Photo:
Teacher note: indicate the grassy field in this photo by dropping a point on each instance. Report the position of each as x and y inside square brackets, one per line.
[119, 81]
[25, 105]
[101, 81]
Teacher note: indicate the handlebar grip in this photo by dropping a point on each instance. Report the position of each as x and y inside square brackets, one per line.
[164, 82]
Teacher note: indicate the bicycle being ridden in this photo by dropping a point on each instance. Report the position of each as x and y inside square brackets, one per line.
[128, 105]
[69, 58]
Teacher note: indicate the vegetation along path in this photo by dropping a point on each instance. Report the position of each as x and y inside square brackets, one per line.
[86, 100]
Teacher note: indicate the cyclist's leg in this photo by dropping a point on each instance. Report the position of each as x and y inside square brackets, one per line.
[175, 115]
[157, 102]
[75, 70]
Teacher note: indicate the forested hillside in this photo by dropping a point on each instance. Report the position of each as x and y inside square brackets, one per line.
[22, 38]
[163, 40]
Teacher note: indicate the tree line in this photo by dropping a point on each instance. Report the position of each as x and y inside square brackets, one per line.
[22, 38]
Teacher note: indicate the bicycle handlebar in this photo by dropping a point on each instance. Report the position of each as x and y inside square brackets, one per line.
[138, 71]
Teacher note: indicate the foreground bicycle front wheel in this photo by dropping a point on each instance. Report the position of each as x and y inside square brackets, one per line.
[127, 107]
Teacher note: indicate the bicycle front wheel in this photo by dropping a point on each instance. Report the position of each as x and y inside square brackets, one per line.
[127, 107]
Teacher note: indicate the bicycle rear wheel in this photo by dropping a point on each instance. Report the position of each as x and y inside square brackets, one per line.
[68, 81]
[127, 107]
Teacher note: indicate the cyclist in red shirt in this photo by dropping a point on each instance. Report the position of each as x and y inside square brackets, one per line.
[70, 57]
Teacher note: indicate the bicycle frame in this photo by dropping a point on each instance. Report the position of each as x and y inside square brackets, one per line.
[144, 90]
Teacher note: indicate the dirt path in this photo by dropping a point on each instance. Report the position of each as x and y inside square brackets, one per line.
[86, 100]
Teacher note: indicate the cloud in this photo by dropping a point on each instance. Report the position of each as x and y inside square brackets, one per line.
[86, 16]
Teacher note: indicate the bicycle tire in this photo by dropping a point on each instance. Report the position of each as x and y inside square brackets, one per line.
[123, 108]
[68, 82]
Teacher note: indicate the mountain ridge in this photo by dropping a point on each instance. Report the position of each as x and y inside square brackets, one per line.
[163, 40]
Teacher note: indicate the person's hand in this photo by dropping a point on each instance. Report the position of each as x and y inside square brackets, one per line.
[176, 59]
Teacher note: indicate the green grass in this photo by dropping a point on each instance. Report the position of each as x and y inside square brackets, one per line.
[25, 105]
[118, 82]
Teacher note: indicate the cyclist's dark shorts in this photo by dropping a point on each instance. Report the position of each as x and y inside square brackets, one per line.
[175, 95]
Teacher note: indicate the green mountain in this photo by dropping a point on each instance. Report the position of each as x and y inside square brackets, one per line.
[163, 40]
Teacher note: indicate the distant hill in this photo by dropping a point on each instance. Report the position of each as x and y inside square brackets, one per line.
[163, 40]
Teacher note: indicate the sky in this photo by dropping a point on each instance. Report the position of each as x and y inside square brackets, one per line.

----------

Give the lines of the material as a numbered list, running from the line containing "Teacher note: indicate the distant" through the last line of the material, and leave out any blank lines.

* _Solution for this problem_:
1. Teacher note: indicate the distant hill in this photo by dropping a point on each instance. Report the position of each as x and y inside square brackets, one per line.
2. [163, 40]
3. Teacher note: indicate the sky in this photo by dropping a point on each instance. Report the position of each as x and y inside square brackets, one per line.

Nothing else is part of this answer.